GIVEN EXERCISE: Rewrite the part of the entries that opens with the line containing "Provide the location of every instance of the arched" and runs through the end of the entries, with "brick" replaced by "stone" and everything else unchanged. Omit the pictures from your version.

Location identification entries:

— BEGIN —

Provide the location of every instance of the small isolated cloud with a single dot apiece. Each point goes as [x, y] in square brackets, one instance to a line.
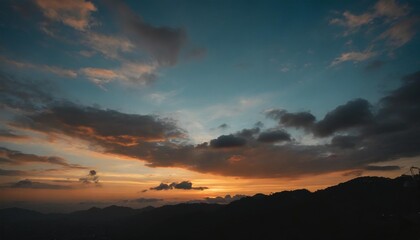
[75, 13]
[6, 172]
[196, 53]
[353, 57]
[227, 141]
[223, 126]
[147, 200]
[390, 9]
[401, 32]
[374, 65]
[184, 185]
[163, 43]
[223, 200]
[109, 46]
[352, 21]
[36, 185]
[92, 177]
[350, 115]
[135, 73]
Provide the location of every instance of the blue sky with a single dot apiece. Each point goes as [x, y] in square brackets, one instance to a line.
[209, 68]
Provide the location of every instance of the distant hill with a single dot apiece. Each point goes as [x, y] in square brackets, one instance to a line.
[362, 208]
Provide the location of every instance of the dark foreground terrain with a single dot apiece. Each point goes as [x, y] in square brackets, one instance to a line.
[363, 208]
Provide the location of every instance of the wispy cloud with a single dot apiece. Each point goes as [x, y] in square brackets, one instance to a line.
[353, 57]
[75, 13]
[40, 67]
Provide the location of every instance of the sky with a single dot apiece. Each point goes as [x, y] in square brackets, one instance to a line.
[139, 103]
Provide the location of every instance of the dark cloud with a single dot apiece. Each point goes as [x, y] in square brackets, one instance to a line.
[274, 114]
[36, 185]
[163, 43]
[297, 120]
[274, 136]
[362, 135]
[92, 177]
[248, 132]
[383, 168]
[374, 65]
[17, 158]
[345, 141]
[184, 185]
[355, 113]
[227, 141]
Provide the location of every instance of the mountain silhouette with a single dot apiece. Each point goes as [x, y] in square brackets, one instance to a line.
[362, 208]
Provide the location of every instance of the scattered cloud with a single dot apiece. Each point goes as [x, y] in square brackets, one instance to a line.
[12, 157]
[36, 185]
[383, 168]
[6, 172]
[353, 57]
[227, 141]
[147, 200]
[184, 185]
[374, 65]
[401, 32]
[163, 43]
[92, 177]
[274, 136]
[390, 9]
[40, 67]
[76, 13]
[223, 126]
[352, 22]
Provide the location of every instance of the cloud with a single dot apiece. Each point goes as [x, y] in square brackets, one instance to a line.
[137, 73]
[147, 200]
[353, 57]
[352, 21]
[40, 67]
[5, 172]
[36, 185]
[274, 136]
[196, 53]
[401, 32]
[355, 113]
[107, 127]
[92, 177]
[184, 185]
[110, 46]
[390, 9]
[163, 43]
[374, 133]
[297, 120]
[227, 141]
[222, 200]
[18, 158]
[75, 13]
[382, 168]
[345, 141]
[374, 65]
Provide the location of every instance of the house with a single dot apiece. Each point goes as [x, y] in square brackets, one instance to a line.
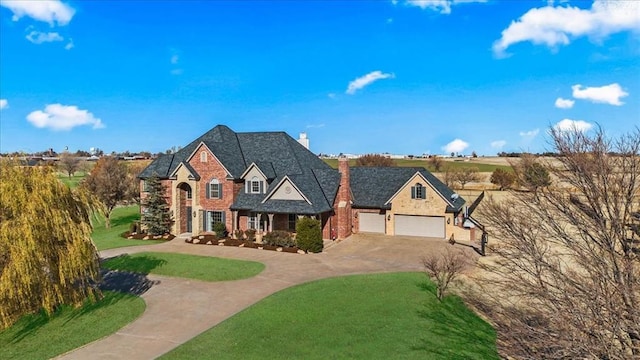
[268, 180]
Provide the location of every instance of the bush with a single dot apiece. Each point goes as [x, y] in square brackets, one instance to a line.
[220, 229]
[279, 238]
[309, 235]
[250, 234]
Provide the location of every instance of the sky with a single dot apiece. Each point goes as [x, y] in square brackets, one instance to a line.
[402, 76]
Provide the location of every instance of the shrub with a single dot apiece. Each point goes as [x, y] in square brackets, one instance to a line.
[309, 235]
[279, 238]
[250, 234]
[220, 229]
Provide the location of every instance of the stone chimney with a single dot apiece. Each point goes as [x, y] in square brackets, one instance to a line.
[342, 206]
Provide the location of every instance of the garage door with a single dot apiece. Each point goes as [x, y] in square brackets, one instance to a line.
[370, 222]
[429, 226]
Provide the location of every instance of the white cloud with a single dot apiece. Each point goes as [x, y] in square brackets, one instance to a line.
[62, 117]
[49, 11]
[441, 6]
[498, 144]
[456, 146]
[553, 26]
[564, 103]
[38, 37]
[530, 134]
[571, 125]
[608, 94]
[365, 80]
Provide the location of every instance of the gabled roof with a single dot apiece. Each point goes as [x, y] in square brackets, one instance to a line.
[373, 187]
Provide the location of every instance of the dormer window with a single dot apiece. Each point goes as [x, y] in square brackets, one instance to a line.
[418, 191]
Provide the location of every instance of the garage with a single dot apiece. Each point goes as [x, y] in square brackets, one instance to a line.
[371, 222]
[413, 225]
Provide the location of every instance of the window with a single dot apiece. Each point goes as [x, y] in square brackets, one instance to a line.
[418, 191]
[211, 218]
[292, 222]
[256, 185]
[253, 222]
[214, 189]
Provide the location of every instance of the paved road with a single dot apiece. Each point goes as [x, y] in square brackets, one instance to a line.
[180, 309]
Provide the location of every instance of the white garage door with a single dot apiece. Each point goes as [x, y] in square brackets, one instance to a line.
[429, 226]
[370, 222]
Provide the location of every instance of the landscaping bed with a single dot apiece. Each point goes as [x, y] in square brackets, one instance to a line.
[212, 239]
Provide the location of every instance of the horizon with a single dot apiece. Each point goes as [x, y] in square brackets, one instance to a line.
[400, 77]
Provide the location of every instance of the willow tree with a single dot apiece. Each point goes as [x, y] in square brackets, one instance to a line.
[46, 254]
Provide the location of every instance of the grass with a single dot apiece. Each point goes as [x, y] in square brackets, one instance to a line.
[425, 163]
[382, 316]
[204, 268]
[120, 219]
[41, 337]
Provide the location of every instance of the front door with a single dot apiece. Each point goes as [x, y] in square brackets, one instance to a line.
[189, 219]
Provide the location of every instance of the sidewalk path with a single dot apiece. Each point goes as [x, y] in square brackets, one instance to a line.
[180, 309]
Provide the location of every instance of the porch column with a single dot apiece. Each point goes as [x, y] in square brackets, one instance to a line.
[270, 222]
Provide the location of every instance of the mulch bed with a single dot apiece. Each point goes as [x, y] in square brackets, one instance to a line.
[208, 239]
[143, 236]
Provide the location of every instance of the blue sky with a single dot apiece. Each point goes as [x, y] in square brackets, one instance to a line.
[407, 77]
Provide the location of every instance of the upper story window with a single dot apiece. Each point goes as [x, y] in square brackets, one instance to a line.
[214, 189]
[418, 191]
[256, 185]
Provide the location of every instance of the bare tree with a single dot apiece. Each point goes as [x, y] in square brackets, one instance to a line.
[444, 268]
[565, 277]
[69, 163]
[374, 160]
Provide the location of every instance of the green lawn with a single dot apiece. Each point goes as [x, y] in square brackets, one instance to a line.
[40, 337]
[120, 219]
[204, 268]
[383, 316]
[425, 163]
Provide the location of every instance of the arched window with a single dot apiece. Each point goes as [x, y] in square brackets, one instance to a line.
[214, 189]
[418, 191]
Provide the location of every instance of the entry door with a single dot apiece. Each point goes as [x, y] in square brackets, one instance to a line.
[189, 219]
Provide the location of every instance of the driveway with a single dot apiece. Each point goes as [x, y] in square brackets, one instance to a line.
[180, 309]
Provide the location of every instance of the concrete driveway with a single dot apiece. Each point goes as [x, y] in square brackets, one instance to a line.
[180, 309]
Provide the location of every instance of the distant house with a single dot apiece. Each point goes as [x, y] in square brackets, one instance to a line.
[268, 180]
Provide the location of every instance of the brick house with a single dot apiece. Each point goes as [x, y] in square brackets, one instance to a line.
[267, 180]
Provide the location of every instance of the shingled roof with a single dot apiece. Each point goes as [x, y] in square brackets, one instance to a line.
[373, 187]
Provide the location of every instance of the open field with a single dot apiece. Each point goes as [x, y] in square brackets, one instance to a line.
[205, 268]
[120, 219]
[40, 337]
[394, 316]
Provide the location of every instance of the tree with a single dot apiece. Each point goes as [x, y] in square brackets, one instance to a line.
[466, 175]
[69, 163]
[531, 174]
[156, 217]
[565, 278]
[503, 178]
[436, 162]
[309, 235]
[445, 268]
[374, 160]
[107, 182]
[46, 254]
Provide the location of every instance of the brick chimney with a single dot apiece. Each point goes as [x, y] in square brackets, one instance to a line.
[342, 205]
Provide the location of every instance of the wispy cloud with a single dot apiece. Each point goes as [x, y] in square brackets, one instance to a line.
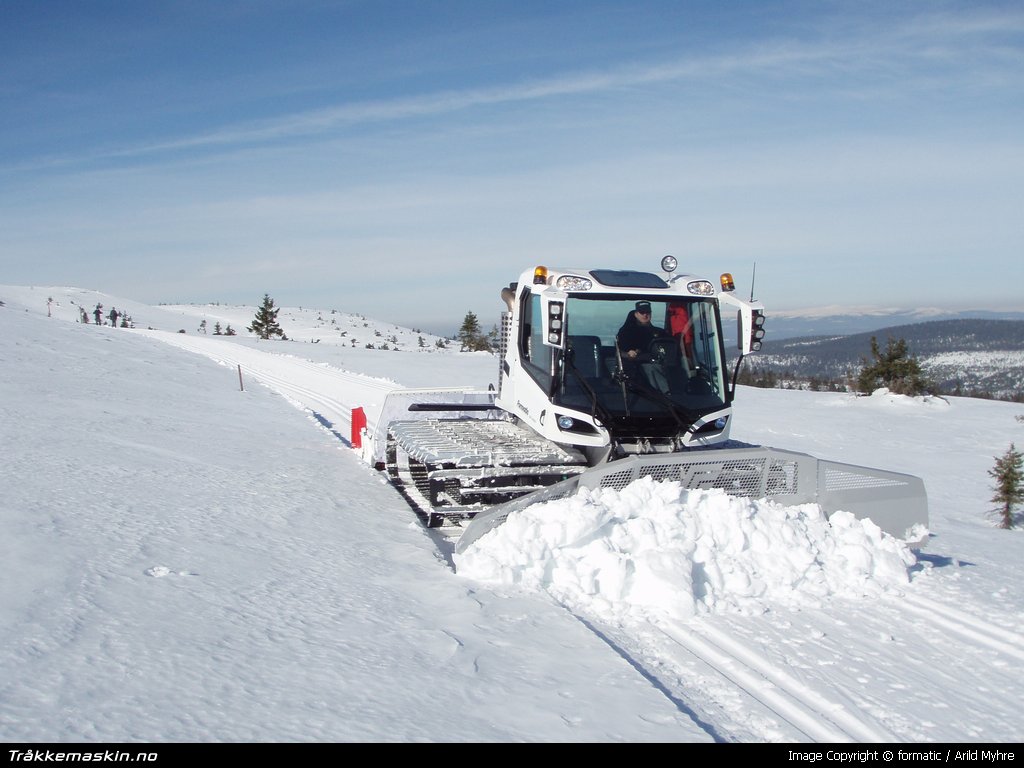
[930, 38]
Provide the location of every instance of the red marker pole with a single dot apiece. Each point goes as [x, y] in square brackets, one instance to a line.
[358, 424]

— END —

TASK RESULT:
Provide the location of every instance of the arched window with a single dot apiece. Each point goes as [x, y] in square brackets, one instance to a line.
[214, 189]
[418, 191]
Provide the location of every instance of the entry door with a single dot apiece. Each point goes as [x, y] in square brackets, one instance to a line.
[189, 219]
Provide the location of every instance of the driveway with a single dot apiece. Each point goes as [x, y] in square brackets, one instance to a line.
[180, 309]
Provide the location of every instance of the concrete driveway with a single dot apiece. Each point goes as [x, y] in square brackets, one instance to a line.
[180, 309]
Provide the location of every instance of the distant house with a single dot apiece. Each point goes as [x, y] in square brackets, one instance to a line.
[268, 180]
Provide the location of every instance of the stone house with a single dot apiece. Each point goes as [x, y] in square brackets, one instance to a line.
[267, 180]
Provide the location of every instance of the shingled roof with a single dot apiece. Each point goes as [x, y] in square brackets, one instance to a line.
[373, 187]
Provide the location of every instance of the open field with a single dot apiece. Each point goes as [x, y] in square brackets, one instance to a line.
[205, 268]
[120, 219]
[40, 337]
[394, 316]
Provide the location of every instance of the tree with a single dot apiece. Each point goes as [x, y] in square brackets, one instance to a line.
[466, 175]
[69, 163]
[531, 174]
[156, 217]
[565, 278]
[503, 178]
[436, 162]
[309, 235]
[445, 268]
[374, 160]
[107, 182]
[46, 254]
Provide the location of every instance of the stone chimney with a single dot apiece. Each point goes as [x, y] in square brackets, one instance to a line.
[342, 205]
Provide the location of every instance of the wispy cloud with a single dot apiece. Each point goes as [x, y] in square brackets, one instance to a line.
[930, 38]
Provide the location of every instance of the red marker pole with a single dot apiece. Each point goes as [x, y] in square brackets, one instance to a line.
[358, 424]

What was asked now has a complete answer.